**Required work**: Each entry below needs to be reproduced exactly as given.

Segment Start: Material for this task

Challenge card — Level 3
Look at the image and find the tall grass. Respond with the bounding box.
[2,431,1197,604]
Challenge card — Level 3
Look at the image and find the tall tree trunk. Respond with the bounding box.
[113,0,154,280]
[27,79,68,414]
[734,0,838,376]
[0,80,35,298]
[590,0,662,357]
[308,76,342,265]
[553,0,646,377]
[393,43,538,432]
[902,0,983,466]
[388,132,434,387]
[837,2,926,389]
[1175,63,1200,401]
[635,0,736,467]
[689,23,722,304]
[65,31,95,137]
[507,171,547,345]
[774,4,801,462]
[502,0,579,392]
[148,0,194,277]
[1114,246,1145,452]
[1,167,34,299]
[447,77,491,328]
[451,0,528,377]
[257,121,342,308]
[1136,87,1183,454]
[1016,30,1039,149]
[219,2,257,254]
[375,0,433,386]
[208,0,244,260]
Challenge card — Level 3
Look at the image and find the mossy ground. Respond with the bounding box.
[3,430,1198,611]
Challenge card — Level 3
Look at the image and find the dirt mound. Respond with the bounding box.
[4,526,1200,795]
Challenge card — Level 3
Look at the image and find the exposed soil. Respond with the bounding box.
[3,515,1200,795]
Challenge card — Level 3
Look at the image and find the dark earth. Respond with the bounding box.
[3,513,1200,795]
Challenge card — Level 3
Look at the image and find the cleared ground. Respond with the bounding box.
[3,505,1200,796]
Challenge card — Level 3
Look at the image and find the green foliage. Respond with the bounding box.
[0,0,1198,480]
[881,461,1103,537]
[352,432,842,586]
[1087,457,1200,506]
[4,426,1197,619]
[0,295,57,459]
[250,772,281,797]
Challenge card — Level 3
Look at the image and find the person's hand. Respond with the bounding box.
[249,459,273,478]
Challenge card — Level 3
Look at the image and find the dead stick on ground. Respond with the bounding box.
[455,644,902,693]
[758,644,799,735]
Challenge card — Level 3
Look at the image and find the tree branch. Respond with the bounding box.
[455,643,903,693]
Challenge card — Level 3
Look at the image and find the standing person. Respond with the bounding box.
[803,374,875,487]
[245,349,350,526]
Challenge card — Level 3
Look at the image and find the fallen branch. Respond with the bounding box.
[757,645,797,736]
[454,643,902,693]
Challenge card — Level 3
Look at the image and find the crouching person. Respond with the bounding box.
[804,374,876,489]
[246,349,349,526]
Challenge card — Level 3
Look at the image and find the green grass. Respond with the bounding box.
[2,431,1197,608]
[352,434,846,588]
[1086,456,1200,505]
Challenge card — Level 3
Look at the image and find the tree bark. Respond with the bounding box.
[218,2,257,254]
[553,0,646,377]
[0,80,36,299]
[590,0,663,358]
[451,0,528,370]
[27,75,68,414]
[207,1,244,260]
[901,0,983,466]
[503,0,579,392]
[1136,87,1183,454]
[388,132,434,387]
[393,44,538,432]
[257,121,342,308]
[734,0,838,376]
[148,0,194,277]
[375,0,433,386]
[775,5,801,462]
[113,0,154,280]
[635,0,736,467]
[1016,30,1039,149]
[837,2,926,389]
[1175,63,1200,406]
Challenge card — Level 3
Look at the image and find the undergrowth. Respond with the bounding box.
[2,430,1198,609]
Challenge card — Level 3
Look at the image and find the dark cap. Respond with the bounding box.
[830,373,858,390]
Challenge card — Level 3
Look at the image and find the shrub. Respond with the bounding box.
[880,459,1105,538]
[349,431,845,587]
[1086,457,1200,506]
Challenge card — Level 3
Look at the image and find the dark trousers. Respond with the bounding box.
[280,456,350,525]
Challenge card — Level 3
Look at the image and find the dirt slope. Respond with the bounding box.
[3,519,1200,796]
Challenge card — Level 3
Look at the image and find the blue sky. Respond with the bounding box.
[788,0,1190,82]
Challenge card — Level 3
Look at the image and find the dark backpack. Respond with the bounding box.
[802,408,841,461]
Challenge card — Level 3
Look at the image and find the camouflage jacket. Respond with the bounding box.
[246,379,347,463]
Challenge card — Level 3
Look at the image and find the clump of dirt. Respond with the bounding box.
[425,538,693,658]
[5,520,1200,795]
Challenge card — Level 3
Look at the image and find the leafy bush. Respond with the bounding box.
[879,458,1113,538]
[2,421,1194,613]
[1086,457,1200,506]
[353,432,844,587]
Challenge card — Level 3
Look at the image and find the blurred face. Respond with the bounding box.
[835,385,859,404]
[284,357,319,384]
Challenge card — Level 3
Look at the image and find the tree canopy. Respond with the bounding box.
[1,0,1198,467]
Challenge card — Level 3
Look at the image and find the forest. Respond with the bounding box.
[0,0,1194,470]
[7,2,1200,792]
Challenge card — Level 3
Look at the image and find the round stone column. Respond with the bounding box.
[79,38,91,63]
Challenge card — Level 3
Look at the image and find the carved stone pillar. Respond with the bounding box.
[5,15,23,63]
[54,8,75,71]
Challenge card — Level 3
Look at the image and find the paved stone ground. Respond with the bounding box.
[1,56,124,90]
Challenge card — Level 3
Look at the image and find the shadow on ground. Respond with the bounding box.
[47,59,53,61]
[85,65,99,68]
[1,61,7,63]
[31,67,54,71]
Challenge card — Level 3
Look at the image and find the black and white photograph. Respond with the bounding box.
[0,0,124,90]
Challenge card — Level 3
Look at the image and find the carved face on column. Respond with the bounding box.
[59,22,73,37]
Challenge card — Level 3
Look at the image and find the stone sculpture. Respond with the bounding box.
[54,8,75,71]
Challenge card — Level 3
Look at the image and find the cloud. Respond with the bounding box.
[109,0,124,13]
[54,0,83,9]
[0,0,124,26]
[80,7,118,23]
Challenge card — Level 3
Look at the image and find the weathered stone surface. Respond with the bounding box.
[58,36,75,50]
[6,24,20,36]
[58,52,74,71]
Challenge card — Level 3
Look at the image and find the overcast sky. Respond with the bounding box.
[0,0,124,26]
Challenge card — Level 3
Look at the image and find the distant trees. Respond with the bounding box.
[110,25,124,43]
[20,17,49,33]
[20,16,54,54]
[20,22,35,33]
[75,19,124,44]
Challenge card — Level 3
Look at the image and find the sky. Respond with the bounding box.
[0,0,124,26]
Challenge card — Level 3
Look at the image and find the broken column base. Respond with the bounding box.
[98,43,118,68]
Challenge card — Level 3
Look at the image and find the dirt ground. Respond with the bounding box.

Segment End: Material for this task

**Answer space**:
Challenge card — Level 3
Look at the image and find the tall grass. Respond with the bounding box.
[2,431,1197,604]
Challenge card — Level 3
Look at the image and find the tall tree trunk. Respond with the bounding box.
[113,0,154,280]
[27,79,68,414]
[734,0,838,376]
[0,80,35,298]
[590,0,662,357]
[308,76,342,265]
[553,0,646,377]
[393,43,538,432]
[902,0,983,466]
[388,132,434,387]
[837,2,926,389]
[1175,63,1200,401]
[635,0,736,467]
[689,23,722,304]
[65,31,95,137]
[507,171,547,345]
[774,4,801,462]
[502,0,579,392]
[148,0,194,277]
[1114,246,1145,452]
[1,167,34,299]
[447,77,491,328]
[451,0,528,377]
[257,121,342,308]
[1136,87,1183,454]
[1016,30,1039,149]
[219,2,257,254]
[375,0,433,386]
[208,0,244,260]
Challenge card — Level 3
Look at the image and find the mossy ground. Respond with the bounding box.
[3,430,1198,611]
Challenge card — Level 3
Look at the image and find the dirt mound. Respond with the bounding box.
[4,526,1200,795]
Challenge card — Level 3
Look at the image and find the exposed soil. Respond with the bounding box.
[3,515,1200,795]
Challenge card — Level 3
Look at the image and find the dark earth. Respond with the bounding box.
[3,513,1200,795]
Challenge card — Level 3
Look at the image and find the cleared ground. Respond with the bounding box.
[3,505,1200,796]
Challenge card — Level 3
Look at the image and find the green foliage. Respond with the bounding box.
[0,0,1198,480]
[881,461,1103,537]
[352,432,842,586]
[1087,457,1200,506]
[4,426,1197,619]
[0,295,57,459]
[250,772,281,797]
Challenge card — Level 3
Look at the image and find the person's hand. Respond with the bounding box.
[249,459,273,478]
Challenge card — Level 3
Look at the image and find the dead stick on ground. Respond with the bounding box.
[455,644,902,693]
[758,644,799,735]
Challenge card — Level 3
Look at the image and find the tree branch. Respond with the bounding box.
[455,643,903,693]
Challenge card — Level 3
Look at the image and find the standing person. Respond with the bounding box.
[803,374,875,487]
[245,349,350,526]
Challenge card — Level 3
Look at the image and find the fallen branch. Respond with the bounding box.
[757,645,797,736]
[454,643,902,693]
Challenge card — Level 3
Look at the image and find the crouching person. Respond with the bounding box.
[804,374,876,489]
[246,349,349,526]
Challenge card — Level 3
Look at the image and find the green grass. Respond with the bounding box.
[2,431,1197,608]
[352,434,846,588]
[1086,456,1200,505]
Challenge card — Level 3
Look at the image and find the tree bark. Respond with the bounding box.
[218,2,257,254]
[553,0,646,377]
[0,80,36,299]
[590,0,663,358]
[451,0,528,370]
[27,75,68,414]
[207,1,244,260]
[901,0,983,466]
[503,0,579,392]
[1136,87,1183,454]
[388,132,434,387]
[393,44,538,432]
[257,121,342,308]
[734,0,838,376]
[148,0,194,277]
[375,0,433,386]
[775,5,801,462]
[113,0,154,280]
[635,0,736,467]
[1016,30,1039,149]
[837,2,926,389]
[1175,63,1200,406]
Challenge card — Level 3
Look at the image and find the undergrowth. Respond with the bounding box.
[2,430,1198,609]
Challenge card — Level 3
Look at the image and find the dark cap. Respond with the bounding box.
[830,373,858,390]
Challenge card — Level 3
Look at the image and find the shrub. Respond with the bounding box.
[880,459,1105,538]
[349,431,845,587]
[1086,457,1200,506]
Challenge card — Level 3
Look at the image and find the dark trousers. Respond with the bounding box.
[280,456,350,525]
Challenge card — Level 3
Look at the image and find the dirt slope. Respond with the bounding box.
[3,519,1200,796]
Challenge card — Level 3
Look at the image and find the blue sky. Respond with the bounding box.
[788,0,1190,82]
Challenge card — Level 3
Look at the image and find the dark backpack. Respond with the bounding box.
[802,408,841,461]
Challenge card — Level 3
Look at the image and find the camouflage jacket. Respond with the bounding box.
[246,379,347,463]
Challenge card — Level 3
Look at the image and find the clump of dirt. Respond with the bounding box.
[425,538,693,658]
[5,520,1200,795]
Challenge card — Level 3
Look at the image and find the leafy bush. Respond with the bounding box.
[879,458,1113,538]
[2,421,1194,613]
[1086,457,1200,506]
[353,432,844,587]
Challenge card — Level 3
Look at the image and find the blurred face. Respond with the bounding box.
[835,385,859,404]
[284,357,319,384]
Challenge card — Level 3
Look at the image and find the tree canopy. Respond with the bounding box.
[1,0,1198,467]
Challenge card — Level 3
Look at the image and find the forest. Respond with the bounding box.
[0,0,1194,470]
[7,2,1200,792]
Challenge card — Level 3
Look at the image and find the round stone column. Respond with the bounding box.
[79,38,91,63]
Challenge card — Level 3
Look at the image and find the carved stone pillar. Respond with the bounding box.
[5,15,23,63]
[54,8,75,71]
Challenge card — Level 3
Look at the image and find the paved stone ground. Respond with the bounding box.
[1,56,124,90]
Challenge card — Level 3
Look at the image and find the shadow on ground. Respond with the bounding box.
[47,59,53,61]
[85,65,99,68]
[1,61,7,63]
[31,67,54,71]
Challenge card — Level 3
Look at the image and find the black and white photograph. Respond with the bounding box.
[0,0,124,90]
Challenge card — Level 3
Look at the image and find the carved face on column. Respond with the bounding box.
[59,22,73,37]
Challenge card — Level 3
Look at the image and find the stone sculpture. Respond with the bounding box.
[54,8,75,71]
Challenge card — Level 3
Look at the image and find the cloud. Respond with the bounding box.
[109,0,124,13]
[54,0,83,9]
[0,0,124,26]
[80,7,118,23]
Challenge card — Level 3
Look at the image and find the weathered stone surface. Respond with the bounding box.
[58,36,75,50]
[6,24,20,36]
[58,52,74,71]
Challenge card — Level 3
Look at the image and find the overcast sky. Respond with the bounding box.
[0,0,124,26]
Challenge card — Level 3
Look at the image and find the distant trees. Respond with the bounding box.
[110,25,124,43]
[20,17,49,33]
[20,16,54,54]
[20,22,35,33]
[75,19,124,44]
Challenge card — Level 3
Look at the image and find the sky. Respond with the bounding box.
[0,0,124,26]
Challenge card — Level 3
Look at the image and find the broken column base. Respond with the bounding box.
[98,43,118,68]
Challenge card — Level 3
Look at the image and find the dirt ground. Respond with the bounding box.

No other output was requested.